SELECTED EXCERPT ->
►
Assuming that the SPIO has a steady-state intravascular distribution during MR measurement, the equation can be simplified to a linear relationship between the R2* and the perfused blood volume fraction: R2*(t) = k · V(t) or V(t) = [R2*(t)]/k, where V(t) is the perfused tumor volume and k includes the concentration of the contrast agent in the blood pool and is therefore dose dependent. Assuming a monoexponential signal decay, the R2* relaxation rate can be estimated by using the two-echo echo-planar sequence as follows: R2* = [1/(TE₂ – TE₁)] · [ln (SI_TE1/SI_TE2)], where TE₁ and TE₂ are echo times 1 and 2 and SI_TE1 and SI_TE2 are the signal intensities with echo times 1 and 2. The R2* can consequently be calculated as R2* = {[1/(TE₂ – TE₁)] · [ln (SI_TE1post/SI_TE2post)]} – {[1/(TE₂ – TE₁)] · [ln (SI_TE1pre/SI_TE2pre)]}, where SI_TE1post and SI_TE2post are the signal intensities with echo times 1 and 2, respectively, measured after contrast agent administration and SI_TE1pre and SI_TE2pre are the corresponding signal intensities measured before contrast agent administration. The VVF of the tumor, VVF_T, can then be calculated by calibrating the R2* values of the tumor and muscle tissues—R2*_T and R2*_M, respectively—multiplied by 2.0%, which is the known vascular volume of muscle tissue in humans (27): VVF_T = (R2*_T/R2*_M) · 2.0%.
◄
RECORDS SUPPLIED ->
►
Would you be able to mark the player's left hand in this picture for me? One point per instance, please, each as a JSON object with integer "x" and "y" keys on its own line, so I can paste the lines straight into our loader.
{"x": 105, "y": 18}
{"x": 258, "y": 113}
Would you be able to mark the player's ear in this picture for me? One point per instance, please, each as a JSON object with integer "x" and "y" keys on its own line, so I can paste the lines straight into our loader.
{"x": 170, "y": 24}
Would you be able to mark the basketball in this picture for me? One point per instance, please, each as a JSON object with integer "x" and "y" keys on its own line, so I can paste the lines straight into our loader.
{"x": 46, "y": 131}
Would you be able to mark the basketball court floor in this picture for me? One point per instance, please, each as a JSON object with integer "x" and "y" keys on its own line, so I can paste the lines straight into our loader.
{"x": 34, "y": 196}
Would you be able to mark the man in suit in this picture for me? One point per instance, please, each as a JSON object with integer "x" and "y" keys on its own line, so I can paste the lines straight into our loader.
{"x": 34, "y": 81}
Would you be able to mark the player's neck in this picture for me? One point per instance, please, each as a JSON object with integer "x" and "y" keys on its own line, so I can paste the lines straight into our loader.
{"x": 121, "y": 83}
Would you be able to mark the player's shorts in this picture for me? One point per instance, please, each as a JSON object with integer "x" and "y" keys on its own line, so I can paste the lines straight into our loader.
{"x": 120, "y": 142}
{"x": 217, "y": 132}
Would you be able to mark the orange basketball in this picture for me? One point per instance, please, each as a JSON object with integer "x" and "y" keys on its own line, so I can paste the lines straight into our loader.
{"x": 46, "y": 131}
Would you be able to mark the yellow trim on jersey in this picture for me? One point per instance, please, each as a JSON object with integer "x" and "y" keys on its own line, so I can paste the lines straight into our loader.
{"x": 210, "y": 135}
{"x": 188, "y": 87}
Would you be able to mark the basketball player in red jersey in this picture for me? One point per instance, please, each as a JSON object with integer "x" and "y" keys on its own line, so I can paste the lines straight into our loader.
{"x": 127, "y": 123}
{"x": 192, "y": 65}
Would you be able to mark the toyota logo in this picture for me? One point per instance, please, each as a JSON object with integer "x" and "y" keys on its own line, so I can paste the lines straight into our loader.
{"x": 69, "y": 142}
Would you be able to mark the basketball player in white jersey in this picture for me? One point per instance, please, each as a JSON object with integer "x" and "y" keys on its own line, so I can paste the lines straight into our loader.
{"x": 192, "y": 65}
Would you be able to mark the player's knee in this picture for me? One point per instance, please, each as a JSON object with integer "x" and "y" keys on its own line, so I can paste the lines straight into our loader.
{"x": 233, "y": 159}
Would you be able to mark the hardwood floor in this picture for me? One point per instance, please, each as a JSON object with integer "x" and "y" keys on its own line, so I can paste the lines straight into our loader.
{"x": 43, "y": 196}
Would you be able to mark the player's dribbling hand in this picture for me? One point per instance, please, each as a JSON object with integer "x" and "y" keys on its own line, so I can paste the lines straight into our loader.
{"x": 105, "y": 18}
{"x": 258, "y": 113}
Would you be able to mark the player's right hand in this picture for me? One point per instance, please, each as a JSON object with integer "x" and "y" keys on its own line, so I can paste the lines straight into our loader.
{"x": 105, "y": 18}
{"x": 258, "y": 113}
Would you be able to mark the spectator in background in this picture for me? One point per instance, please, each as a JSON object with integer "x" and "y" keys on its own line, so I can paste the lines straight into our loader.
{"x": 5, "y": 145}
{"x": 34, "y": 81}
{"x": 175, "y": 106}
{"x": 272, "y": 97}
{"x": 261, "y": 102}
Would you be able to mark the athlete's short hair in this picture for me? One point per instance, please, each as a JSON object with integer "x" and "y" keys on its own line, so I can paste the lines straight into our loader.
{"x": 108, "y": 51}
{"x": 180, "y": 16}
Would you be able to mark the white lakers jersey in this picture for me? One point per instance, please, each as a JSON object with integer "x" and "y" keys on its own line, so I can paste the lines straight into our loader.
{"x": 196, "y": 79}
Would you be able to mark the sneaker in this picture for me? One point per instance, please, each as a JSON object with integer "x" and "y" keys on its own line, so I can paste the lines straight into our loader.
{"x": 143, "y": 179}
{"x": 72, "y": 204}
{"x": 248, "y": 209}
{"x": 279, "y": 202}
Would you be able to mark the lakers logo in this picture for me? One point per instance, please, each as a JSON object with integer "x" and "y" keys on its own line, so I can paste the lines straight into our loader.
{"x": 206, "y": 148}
◄
INSTRUCTIONS TO FOLLOW -> In the excerpt on measuring tumor blood volume with MR, what value does the text give as the known vascular volume of muscle tissue in humans?

SOLVED PROBLEM -> 2.0%